• What this task involves
Filter task. Return each line of the material that holds the string "detection".

Segment Open

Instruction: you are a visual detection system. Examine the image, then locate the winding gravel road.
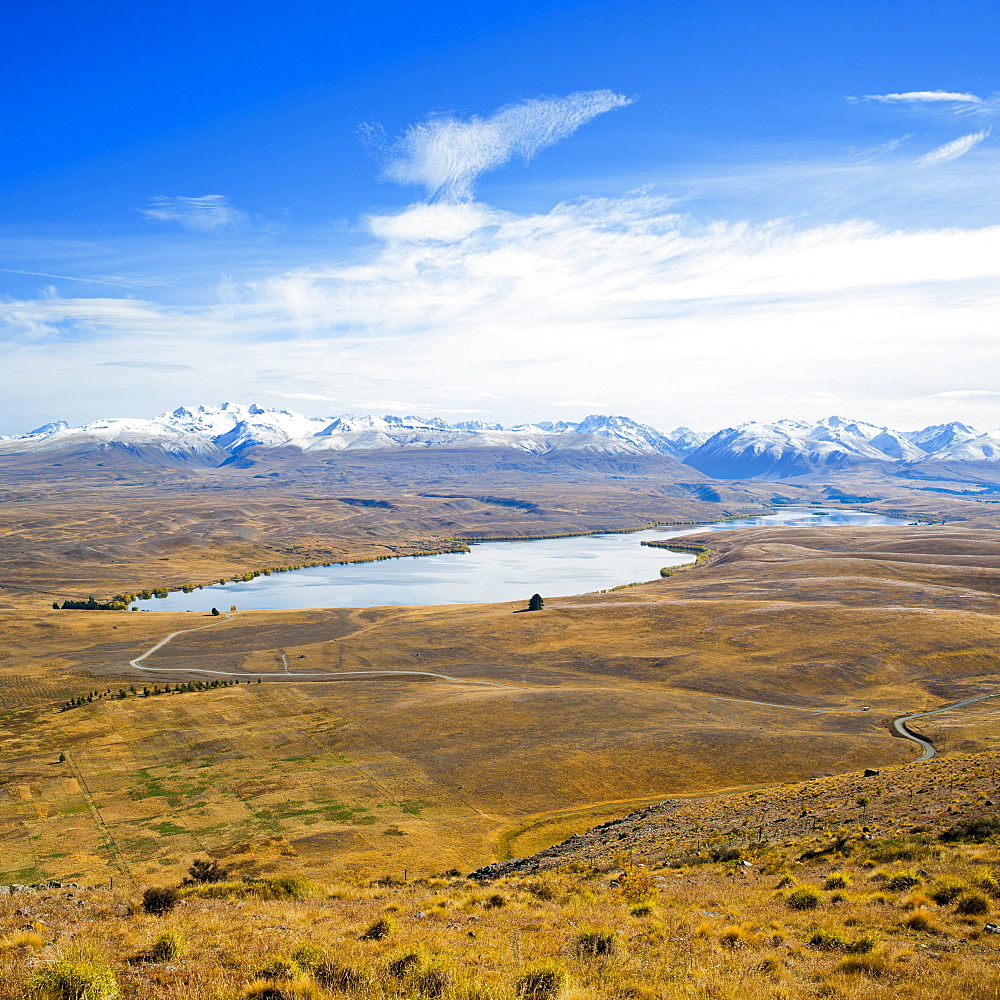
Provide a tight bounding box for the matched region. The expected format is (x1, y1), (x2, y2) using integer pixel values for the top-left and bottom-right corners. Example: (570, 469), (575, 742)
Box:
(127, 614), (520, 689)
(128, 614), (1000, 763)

Segment Closed
Segment Open

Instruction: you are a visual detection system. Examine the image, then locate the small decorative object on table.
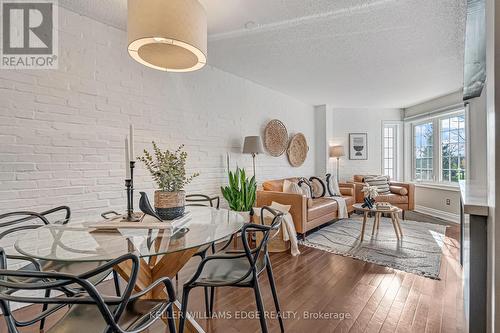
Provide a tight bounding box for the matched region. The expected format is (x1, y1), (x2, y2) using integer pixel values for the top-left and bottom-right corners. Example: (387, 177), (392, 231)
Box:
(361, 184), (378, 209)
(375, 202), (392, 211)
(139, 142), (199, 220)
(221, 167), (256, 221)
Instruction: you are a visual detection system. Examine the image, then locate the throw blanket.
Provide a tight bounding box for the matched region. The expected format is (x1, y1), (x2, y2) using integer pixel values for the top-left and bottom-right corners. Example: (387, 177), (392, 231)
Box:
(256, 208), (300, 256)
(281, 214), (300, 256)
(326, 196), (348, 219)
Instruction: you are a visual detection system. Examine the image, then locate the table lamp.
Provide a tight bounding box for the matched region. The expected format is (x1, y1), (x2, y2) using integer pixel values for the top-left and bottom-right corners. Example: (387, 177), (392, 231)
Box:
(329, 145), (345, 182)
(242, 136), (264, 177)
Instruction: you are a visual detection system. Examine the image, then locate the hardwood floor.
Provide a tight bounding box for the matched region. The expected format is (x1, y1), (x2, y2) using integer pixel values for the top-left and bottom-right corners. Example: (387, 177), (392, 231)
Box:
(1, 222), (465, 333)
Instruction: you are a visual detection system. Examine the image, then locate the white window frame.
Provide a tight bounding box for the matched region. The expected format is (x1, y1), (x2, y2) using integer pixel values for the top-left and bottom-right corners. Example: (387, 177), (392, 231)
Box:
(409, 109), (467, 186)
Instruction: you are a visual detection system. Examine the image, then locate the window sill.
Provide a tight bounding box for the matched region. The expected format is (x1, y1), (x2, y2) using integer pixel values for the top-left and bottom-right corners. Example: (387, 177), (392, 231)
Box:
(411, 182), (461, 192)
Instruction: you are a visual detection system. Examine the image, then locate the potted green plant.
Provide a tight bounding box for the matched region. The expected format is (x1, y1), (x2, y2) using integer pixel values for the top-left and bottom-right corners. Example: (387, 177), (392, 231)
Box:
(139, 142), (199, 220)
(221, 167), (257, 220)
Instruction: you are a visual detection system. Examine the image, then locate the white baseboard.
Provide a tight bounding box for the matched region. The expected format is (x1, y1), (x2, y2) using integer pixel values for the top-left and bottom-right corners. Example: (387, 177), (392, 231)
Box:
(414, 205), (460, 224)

Segment Closed

• The answer
Instruction: you are a visual detection system. Examine the image, then locate the winding gravel road.
Instruction: you are a visual detection system. Examine the image, then locate the small decorative object on table.
Instruction: you are a visual detection system. Examine the image, then locate the throw blanket.
Instruction: you are a visual detection system. Examine the image, then locate the table lamp.
Instruction: you are a visual detection system. Examine the image, then locate the hardwood floor.
Instruction: you are a visual detection system. Examine the image, then locate the white window frame.
Instruction: you are a visual detection system. Examine the image, then locate the window sill.
Instruction: you are a visual detection system. Examine the image, then locate the potted green plant.
Instruction: you are a visual detection system. Examine the image, then locate the white baseboard.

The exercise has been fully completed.